Repeat the entries below in full, with every character unchanged.

Text-to-region grounding data
- - -

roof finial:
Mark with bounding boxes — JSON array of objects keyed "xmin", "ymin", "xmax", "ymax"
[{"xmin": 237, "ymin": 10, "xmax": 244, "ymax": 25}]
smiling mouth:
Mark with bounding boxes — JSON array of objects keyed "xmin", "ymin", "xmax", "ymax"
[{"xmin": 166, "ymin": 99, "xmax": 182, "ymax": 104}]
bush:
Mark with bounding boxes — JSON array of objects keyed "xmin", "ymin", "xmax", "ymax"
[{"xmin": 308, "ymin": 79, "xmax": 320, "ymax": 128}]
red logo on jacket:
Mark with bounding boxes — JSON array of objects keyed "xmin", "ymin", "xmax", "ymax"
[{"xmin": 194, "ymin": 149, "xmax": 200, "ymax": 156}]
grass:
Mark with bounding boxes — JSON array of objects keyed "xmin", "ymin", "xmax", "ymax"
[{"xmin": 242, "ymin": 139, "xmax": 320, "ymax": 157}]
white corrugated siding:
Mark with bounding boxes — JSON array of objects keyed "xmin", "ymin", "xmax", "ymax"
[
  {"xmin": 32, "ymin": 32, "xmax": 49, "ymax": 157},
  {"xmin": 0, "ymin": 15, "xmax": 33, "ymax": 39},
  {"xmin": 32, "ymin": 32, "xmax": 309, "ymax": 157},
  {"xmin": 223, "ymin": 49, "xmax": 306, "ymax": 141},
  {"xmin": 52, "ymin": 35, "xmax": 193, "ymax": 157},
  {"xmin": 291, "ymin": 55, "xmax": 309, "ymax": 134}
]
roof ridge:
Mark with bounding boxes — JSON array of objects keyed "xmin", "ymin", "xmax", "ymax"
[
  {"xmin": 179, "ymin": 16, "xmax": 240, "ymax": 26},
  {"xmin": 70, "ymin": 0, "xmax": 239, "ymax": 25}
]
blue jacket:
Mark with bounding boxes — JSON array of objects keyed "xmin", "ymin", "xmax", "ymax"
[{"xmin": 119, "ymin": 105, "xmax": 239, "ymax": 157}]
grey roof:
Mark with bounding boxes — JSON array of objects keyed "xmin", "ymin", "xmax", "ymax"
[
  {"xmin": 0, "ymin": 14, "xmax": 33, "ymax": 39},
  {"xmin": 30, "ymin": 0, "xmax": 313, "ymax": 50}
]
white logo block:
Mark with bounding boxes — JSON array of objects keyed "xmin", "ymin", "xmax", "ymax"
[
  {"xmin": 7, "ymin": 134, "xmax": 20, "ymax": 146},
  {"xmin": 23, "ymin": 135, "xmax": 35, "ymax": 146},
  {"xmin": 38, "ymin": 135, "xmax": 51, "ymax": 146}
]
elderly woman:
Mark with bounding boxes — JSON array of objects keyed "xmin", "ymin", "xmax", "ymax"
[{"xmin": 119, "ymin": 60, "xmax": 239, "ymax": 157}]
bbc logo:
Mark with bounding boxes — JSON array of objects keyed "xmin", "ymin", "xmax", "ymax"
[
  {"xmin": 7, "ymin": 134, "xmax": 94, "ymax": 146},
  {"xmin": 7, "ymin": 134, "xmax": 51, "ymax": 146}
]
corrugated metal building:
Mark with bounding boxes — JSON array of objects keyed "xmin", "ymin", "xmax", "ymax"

- - -

Solution to this task -
roof finial:
Mark with bounding boxes — JSON array of objects keyed "xmin", "ymin", "xmax", "ymax"
[{"xmin": 237, "ymin": 10, "xmax": 244, "ymax": 25}]
smiling mouth:
Mark with bounding boxes — JSON array of objects keyed "xmin", "ymin", "xmax", "ymax"
[{"xmin": 166, "ymin": 99, "xmax": 182, "ymax": 104}]
bush:
Mark with bounding boxes — JSON array of objects keyed "xmin", "ymin", "xmax", "ymax"
[{"xmin": 308, "ymin": 79, "xmax": 320, "ymax": 128}]
red logo on jacket:
Mark with bounding boxes — JSON array of objects keyed "xmin", "ymin", "xmax", "ymax"
[{"xmin": 194, "ymin": 149, "xmax": 200, "ymax": 156}]
grass:
Mark with bounding boxes — JSON array of objects keyed "xmin", "ymin", "xmax", "ymax"
[{"xmin": 242, "ymin": 139, "xmax": 320, "ymax": 157}]
white corrugated siding:
Mark with bounding boxes — JSON array of objects keyed "xmin", "ymin", "xmax", "ymax"
[
  {"xmin": 32, "ymin": 32, "xmax": 49, "ymax": 157},
  {"xmin": 0, "ymin": 15, "xmax": 33, "ymax": 39},
  {"xmin": 32, "ymin": 32, "xmax": 309, "ymax": 157},
  {"xmin": 223, "ymin": 49, "xmax": 306, "ymax": 141},
  {"xmin": 52, "ymin": 35, "xmax": 193, "ymax": 157},
  {"xmin": 291, "ymin": 55, "xmax": 309, "ymax": 134}
]
roof ridge:
Mark with bounding boxes — JSON array of objects keyed "xmin", "ymin", "xmax", "ymax"
[
  {"xmin": 179, "ymin": 16, "xmax": 240, "ymax": 26},
  {"xmin": 70, "ymin": 0, "xmax": 239, "ymax": 25}
]
blue jacket:
Mark with bounding boxes — JSON array of objects keyed "xmin", "ymin", "xmax", "ymax"
[{"xmin": 119, "ymin": 105, "xmax": 239, "ymax": 157}]
grey roof:
Mark with bounding boxes — JSON array of objects keyed "xmin", "ymin", "xmax", "ymax"
[
  {"xmin": 0, "ymin": 14, "xmax": 33, "ymax": 39},
  {"xmin": 30, "ymin": 0, "xmax": 313, "ymax": 50}
]
white logo block:
Mark with bounding boxes — JSON array of objects keyed "xmin", "ymin", "xmax", "ymax"
[
  {"xmin": 7, "ymin": 134, "xmax": 20, "ymax": 146},
  {"xmin": 23, "ymin": 135, "xmax": 35, "ymax": 146},
  {"xmin": 38, "ymin": 135, "xmax": 51, "ymax": 146}
]
elderly woman:
Mark with bounding boxes — JSON array of objects keyed "xmin", "ymin", "xmax", "ymax"
[{"xmin": 119, "ymin": 60, "xmax": 239, "ymax": 157}]
bbc logo:
Mark with bounding boxes — JSON array of objects keyed "xmin", "ymin", "xmax", "ymax"
[
  {"xmin": 7, "ymin": 134, "xmax": 94, "ymax": 146},
  {"xmin": 7, "ymin": 134, "xmax": 51, "ymax": 146}
]
corrugated metal building:
Mark with bounding boxes — JSON array of objects keyed "xmin", "ymin", "xmax", "ymax"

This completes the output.